Selected excerpt:
What is energy window calibration and why is it important?
Energy window calibration, often called energy peaking, ensures that the gamma camera’s energy window is correctly centred on the photopeak of the radionuclide being used.
It is important because accurate energy discrimination allows the system to accept true primary photons while rejecting scattered photons. Misalignment of the energy window reduces image contrast, degrades quantitative accuracy, and may introduce artefacts.
Energy window calibration ensures that the gamma camera accepts true photopeak photons and rejects scatter, preserving image contrast and quantitative accuracy.
Energy window calibration is therefore essential for optimal image quality and reliable quantitative imaging.
Understanding the physics
When a gamma photon interacts with the scintillation crystal, it deposits energy that produces a flash of light. The intensity of this light is proportional to the photon’s energy. The gamma camera electronics measure this signal and assign it to an energy spectrum.
For a radionuclide such as Tc-99m, most useful imaging photons have a characteristic energy (140 keV). On an energy spectrum, this appears as a photopeak.
However, not all detected photons are primary photons. Some undergo Compton scatter within the patient before reaching the detector. These scattered photons have lower energy and reduce image contrast if accepted.
To minimise this, the gamma camera uses an energy window, typically set around ±10% of the photopeak energy. Only photons within this window are counted for image formation.
Energy window calibration ensures that:
The window is centred exactly on the true photopeak.
Photomultiplier gain drift has not shifted the energy spectrum.
The correct radionuclide is being detected.
If the energy window is set too low, excess scatter photons will be included, reducing contrast. If set too high or misaligned, true primary photons may be excluded, reducing sensitivity and count statistics.
Because photomultiplier tubes can drift over time, daily energy peaking ensures that the system remains correctly tuned.
Accurate energy calibration is also critical for multi-isotope imaging and quantitative SPECT.
Where this matters clinically
Improper energy window calibration can lead to:
Reduced lesion contrast
Increased background activity
Quantitative errors in SPECT
Artefacts in multi-energy studies
Routine energy peaking preserves contrast resolution and ensures that detected counts accurately represent primary photon emissions.

Given data:

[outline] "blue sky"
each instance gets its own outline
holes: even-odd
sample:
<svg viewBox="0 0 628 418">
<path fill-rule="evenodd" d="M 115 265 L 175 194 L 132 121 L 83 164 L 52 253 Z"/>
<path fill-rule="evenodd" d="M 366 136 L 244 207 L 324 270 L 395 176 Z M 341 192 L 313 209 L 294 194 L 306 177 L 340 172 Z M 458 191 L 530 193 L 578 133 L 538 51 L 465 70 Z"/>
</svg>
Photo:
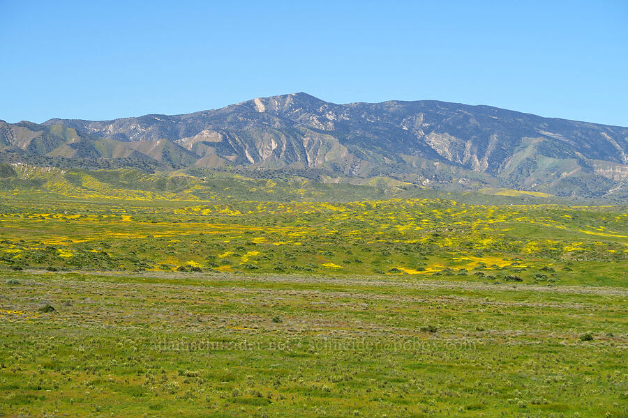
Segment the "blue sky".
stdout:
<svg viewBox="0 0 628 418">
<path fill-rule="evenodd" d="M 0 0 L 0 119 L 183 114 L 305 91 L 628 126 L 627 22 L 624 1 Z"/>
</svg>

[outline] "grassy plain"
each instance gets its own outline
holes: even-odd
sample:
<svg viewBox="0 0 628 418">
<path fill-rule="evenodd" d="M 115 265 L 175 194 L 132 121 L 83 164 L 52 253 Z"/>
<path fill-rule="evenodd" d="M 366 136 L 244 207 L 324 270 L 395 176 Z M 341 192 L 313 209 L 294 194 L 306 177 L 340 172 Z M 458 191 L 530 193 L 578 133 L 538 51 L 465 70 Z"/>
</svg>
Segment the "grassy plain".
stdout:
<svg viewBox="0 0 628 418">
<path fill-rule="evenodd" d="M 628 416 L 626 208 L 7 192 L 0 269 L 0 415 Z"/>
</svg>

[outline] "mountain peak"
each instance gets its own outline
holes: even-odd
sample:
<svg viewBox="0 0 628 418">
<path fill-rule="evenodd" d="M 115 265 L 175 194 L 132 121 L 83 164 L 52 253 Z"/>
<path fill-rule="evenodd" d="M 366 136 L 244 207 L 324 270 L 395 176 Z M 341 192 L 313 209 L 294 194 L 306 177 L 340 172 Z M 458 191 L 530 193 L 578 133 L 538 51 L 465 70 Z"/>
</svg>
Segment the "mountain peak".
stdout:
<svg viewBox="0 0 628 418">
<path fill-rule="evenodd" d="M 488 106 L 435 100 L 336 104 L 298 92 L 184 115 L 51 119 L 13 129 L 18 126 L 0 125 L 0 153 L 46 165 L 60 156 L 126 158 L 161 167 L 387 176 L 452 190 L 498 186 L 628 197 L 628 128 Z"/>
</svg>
==
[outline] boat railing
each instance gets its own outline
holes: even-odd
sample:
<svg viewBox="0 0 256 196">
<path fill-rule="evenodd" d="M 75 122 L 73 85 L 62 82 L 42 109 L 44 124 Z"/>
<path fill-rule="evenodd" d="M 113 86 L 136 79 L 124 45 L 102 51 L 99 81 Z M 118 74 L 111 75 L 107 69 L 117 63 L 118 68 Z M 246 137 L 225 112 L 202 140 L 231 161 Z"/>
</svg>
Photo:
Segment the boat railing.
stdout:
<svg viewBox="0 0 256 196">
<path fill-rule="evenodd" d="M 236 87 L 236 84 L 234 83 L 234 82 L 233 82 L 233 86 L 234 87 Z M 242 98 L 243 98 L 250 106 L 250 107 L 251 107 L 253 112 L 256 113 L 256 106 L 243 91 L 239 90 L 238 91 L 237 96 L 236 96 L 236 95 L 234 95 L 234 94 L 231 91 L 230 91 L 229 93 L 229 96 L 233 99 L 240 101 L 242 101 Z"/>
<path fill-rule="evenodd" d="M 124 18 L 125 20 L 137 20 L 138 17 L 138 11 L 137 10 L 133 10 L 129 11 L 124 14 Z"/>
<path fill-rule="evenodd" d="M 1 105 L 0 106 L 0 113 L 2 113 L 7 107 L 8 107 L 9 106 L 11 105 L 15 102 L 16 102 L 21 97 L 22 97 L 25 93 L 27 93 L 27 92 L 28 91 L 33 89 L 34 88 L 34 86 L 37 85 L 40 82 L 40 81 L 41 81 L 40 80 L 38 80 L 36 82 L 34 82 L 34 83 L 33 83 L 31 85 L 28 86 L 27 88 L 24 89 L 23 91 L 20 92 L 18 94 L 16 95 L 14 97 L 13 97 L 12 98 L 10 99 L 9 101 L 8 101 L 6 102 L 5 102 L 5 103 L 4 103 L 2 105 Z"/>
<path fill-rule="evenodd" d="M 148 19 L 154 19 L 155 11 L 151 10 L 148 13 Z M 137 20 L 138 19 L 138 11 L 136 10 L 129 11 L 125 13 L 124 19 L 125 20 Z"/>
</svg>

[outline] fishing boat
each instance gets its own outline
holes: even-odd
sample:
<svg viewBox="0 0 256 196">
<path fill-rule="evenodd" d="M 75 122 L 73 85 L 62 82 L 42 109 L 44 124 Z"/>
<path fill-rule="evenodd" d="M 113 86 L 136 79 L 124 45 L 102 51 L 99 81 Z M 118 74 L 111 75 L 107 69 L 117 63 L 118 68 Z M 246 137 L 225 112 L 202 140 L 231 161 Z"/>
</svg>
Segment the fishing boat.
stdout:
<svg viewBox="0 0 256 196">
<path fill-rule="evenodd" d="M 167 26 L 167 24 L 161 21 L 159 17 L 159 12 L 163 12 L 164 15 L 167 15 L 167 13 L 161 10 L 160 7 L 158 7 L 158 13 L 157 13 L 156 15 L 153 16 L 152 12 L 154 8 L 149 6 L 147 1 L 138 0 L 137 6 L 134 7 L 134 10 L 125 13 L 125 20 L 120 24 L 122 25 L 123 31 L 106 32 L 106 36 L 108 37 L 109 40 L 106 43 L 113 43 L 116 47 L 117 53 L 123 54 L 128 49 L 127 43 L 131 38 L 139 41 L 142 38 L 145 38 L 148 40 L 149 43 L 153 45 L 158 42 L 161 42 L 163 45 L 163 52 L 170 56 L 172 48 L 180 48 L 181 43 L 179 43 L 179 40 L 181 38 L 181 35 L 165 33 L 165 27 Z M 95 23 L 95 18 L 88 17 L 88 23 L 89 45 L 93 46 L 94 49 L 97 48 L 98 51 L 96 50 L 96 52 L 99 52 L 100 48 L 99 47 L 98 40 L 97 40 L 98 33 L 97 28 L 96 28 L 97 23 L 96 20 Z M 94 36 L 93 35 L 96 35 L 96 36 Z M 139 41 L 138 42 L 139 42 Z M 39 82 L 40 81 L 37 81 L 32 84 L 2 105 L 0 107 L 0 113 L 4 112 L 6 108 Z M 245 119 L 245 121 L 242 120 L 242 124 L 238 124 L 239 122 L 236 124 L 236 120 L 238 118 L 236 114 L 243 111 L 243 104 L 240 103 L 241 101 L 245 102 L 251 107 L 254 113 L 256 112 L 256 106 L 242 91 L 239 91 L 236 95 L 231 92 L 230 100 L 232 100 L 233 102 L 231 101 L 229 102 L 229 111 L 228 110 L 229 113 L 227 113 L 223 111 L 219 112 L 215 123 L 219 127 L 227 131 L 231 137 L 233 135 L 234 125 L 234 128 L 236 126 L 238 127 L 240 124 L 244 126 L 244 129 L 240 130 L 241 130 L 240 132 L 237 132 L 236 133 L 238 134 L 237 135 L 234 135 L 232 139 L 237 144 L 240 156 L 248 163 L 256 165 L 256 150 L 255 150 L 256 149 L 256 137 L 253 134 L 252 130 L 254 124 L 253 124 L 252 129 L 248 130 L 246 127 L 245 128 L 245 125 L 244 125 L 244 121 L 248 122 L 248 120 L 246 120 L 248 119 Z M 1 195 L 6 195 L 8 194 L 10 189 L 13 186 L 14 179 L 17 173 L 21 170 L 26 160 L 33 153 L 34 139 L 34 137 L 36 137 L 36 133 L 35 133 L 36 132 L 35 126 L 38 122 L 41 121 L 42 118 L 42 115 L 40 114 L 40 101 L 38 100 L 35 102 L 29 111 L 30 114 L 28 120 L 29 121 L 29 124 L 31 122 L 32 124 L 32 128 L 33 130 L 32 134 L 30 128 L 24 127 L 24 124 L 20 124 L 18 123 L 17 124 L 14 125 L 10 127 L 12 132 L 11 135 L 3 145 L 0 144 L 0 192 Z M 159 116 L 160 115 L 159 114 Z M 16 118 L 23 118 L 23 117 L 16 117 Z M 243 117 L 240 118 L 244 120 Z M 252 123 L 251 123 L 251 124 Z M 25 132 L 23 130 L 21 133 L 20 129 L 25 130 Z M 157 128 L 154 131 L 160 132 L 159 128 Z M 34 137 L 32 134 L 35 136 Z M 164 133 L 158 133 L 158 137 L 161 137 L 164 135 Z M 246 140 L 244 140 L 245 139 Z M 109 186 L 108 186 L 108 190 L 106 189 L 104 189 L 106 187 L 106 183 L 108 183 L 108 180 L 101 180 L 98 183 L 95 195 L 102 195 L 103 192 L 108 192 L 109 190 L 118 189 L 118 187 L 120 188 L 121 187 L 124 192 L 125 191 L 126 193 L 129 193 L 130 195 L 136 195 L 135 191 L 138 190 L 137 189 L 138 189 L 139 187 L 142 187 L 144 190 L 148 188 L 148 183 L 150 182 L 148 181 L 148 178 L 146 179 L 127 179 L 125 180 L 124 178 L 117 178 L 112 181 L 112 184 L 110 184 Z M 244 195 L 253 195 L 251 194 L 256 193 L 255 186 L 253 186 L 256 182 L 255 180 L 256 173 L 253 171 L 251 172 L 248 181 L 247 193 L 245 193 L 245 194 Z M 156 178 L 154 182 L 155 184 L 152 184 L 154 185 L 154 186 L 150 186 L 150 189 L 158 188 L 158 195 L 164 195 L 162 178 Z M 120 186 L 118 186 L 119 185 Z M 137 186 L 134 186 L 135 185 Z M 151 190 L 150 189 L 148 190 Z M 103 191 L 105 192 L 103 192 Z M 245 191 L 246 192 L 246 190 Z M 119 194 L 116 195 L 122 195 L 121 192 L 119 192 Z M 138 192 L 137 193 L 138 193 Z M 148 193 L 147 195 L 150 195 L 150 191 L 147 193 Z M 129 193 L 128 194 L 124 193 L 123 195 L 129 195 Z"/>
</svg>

Work to complete: According to the explanation of energy window calibration, around what range of the photopeak energy is the energy window typically set? The entries have nothing to do with the text.

Solution to this exercise: ±10% of the photopeak energy.